──────── LISTED ENTRIES
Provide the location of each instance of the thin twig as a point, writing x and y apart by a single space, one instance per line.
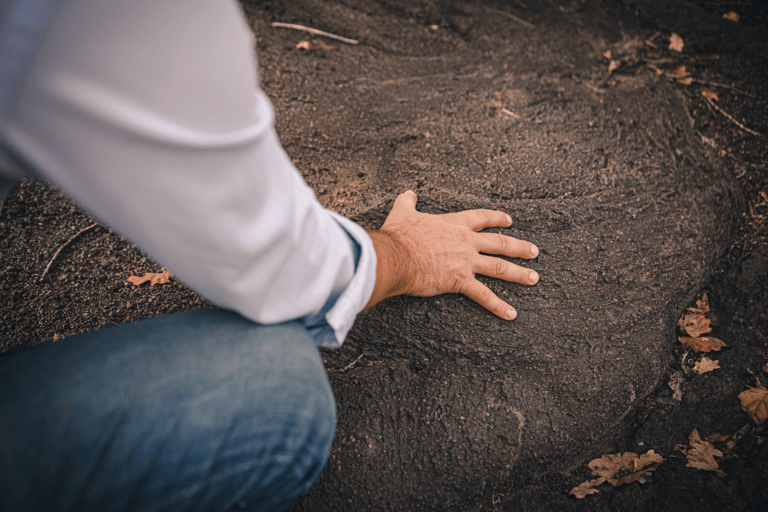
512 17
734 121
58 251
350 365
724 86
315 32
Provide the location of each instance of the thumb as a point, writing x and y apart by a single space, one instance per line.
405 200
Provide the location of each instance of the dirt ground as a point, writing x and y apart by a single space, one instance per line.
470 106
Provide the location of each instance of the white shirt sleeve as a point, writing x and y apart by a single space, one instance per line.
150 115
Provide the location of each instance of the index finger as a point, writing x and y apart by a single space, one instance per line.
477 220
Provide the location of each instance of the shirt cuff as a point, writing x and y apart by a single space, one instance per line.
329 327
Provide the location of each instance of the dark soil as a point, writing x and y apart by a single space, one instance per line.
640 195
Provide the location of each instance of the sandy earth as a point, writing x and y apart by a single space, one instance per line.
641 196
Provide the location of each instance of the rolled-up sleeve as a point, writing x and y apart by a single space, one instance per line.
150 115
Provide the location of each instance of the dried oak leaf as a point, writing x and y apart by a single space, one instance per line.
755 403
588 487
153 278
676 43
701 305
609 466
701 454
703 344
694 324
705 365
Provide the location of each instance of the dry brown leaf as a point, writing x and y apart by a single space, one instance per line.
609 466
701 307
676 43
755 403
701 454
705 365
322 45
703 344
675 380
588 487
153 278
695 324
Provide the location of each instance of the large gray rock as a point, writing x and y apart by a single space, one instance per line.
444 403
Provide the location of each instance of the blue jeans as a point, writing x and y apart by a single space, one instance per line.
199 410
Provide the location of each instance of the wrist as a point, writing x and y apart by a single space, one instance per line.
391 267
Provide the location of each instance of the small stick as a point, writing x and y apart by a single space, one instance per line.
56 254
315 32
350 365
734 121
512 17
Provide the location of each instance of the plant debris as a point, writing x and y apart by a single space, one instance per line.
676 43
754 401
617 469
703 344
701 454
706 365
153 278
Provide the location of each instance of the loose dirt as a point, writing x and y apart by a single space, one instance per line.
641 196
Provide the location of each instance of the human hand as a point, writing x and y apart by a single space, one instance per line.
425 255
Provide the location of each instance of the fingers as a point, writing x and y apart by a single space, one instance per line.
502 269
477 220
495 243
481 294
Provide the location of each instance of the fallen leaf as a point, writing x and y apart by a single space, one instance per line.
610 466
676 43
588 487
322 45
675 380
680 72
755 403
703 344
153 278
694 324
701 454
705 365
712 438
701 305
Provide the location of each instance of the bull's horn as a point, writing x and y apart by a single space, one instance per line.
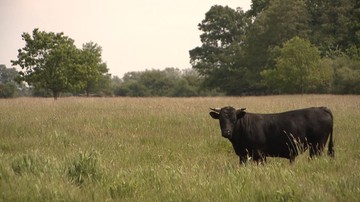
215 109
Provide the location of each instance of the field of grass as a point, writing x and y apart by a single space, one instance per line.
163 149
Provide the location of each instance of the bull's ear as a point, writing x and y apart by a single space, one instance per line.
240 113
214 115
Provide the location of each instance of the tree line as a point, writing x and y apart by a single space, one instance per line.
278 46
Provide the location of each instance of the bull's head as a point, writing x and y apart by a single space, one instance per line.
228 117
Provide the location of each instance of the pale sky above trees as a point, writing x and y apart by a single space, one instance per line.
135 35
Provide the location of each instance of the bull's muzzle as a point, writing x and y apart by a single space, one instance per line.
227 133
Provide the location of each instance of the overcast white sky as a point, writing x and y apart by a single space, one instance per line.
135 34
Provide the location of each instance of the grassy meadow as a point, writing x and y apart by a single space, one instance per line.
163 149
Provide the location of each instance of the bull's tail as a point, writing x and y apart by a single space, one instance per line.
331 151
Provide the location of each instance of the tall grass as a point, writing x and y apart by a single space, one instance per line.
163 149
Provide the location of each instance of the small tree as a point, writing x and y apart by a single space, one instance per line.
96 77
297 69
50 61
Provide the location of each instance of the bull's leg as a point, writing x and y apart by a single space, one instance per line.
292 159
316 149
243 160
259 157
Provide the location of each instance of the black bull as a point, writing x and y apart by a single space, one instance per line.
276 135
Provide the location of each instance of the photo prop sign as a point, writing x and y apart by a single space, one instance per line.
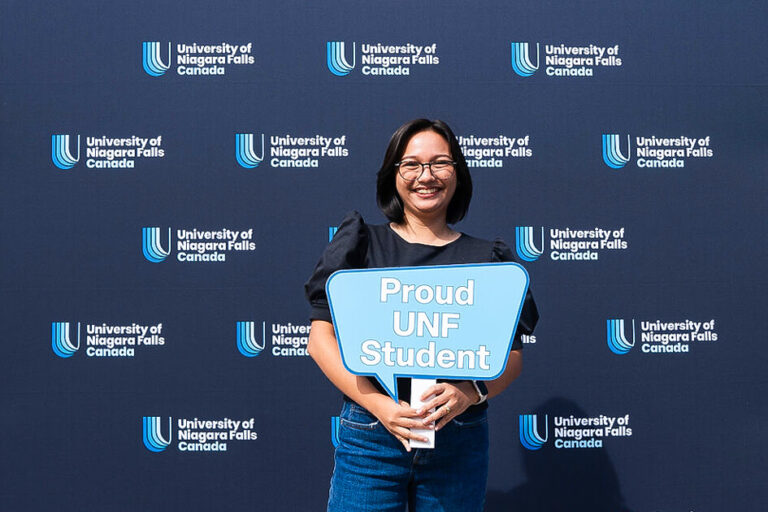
────────────────
- [DIRECTIVE]:
Swap "small tree" for "young tree" in the records from the line containing "Provide the location of each instance of the bull's tail" through the end, and give those lines back with everything else unchanged. Leave the pictures out.

- [FINAL RESULT]:
Provide the location of each instance of the bull's tail as a point, writing x and y apart by a single space, one instance per line.
331 151
Provide the location of each instance of the tall grass as a point, writing x and y apart by a single space, one instance per line.
163 149
Provide the location of each instance of the young tree as a point, writing x and y apart by a single space, one instance per line.
96 77
297 69
50 61
Provide the location of each instance of the bull's leg as a point, writing x and y apart by a single space, one instance per line.
292 159
316 149
243 160
259 157
Provide the location of each instance of the black bull as a point, writing x and y apart by a single space, one instance per line.
276 135
Provide the location of each instance of the photo prop sign as a point, writing x and y apart by a single space, one instance per line.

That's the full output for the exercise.